__DIRECTIONS__. Return the lines below in which the string "standing" occurs.

__ENTRIES SUPPLIED__.
..........

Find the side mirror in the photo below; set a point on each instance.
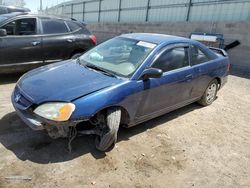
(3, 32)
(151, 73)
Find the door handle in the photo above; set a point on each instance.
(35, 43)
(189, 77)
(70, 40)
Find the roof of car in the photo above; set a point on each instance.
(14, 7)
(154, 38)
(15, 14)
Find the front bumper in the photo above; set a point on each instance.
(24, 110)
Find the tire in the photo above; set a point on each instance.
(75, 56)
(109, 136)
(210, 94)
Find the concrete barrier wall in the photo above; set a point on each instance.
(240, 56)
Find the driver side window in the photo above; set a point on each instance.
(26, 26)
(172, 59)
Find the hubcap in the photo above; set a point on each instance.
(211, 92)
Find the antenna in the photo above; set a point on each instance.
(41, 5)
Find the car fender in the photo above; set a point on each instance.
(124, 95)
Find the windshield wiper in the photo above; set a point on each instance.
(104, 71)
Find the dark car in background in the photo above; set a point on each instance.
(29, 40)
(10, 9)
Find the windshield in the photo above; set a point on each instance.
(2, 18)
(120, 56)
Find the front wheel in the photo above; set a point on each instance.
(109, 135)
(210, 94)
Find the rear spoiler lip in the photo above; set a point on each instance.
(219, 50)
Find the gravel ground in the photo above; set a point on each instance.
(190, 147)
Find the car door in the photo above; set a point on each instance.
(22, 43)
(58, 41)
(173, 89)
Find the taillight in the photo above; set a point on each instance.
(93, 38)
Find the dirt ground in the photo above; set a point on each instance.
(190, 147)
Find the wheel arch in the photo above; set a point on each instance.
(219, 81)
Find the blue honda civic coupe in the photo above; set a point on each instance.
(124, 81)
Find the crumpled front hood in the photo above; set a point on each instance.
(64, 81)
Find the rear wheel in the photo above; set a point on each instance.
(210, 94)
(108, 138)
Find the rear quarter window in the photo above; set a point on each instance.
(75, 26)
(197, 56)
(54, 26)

..........

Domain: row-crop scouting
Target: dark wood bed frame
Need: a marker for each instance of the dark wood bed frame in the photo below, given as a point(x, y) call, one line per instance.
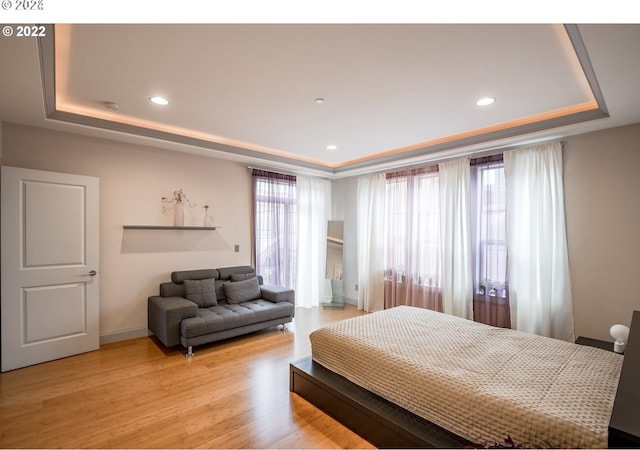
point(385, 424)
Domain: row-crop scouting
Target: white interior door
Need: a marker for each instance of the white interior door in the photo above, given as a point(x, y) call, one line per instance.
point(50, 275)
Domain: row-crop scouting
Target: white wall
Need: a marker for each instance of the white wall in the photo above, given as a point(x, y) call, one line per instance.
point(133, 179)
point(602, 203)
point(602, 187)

..........

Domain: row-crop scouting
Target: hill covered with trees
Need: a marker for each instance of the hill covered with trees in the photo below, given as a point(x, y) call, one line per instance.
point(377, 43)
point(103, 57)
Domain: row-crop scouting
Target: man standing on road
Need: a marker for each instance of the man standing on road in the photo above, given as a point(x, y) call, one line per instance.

..........

__OUTPUT FOR THIS TASK__.
Target: man standing on road
Need: a marker for each instance of the man standing on road in the photo above, given as a point(x, y) call, one line per instance.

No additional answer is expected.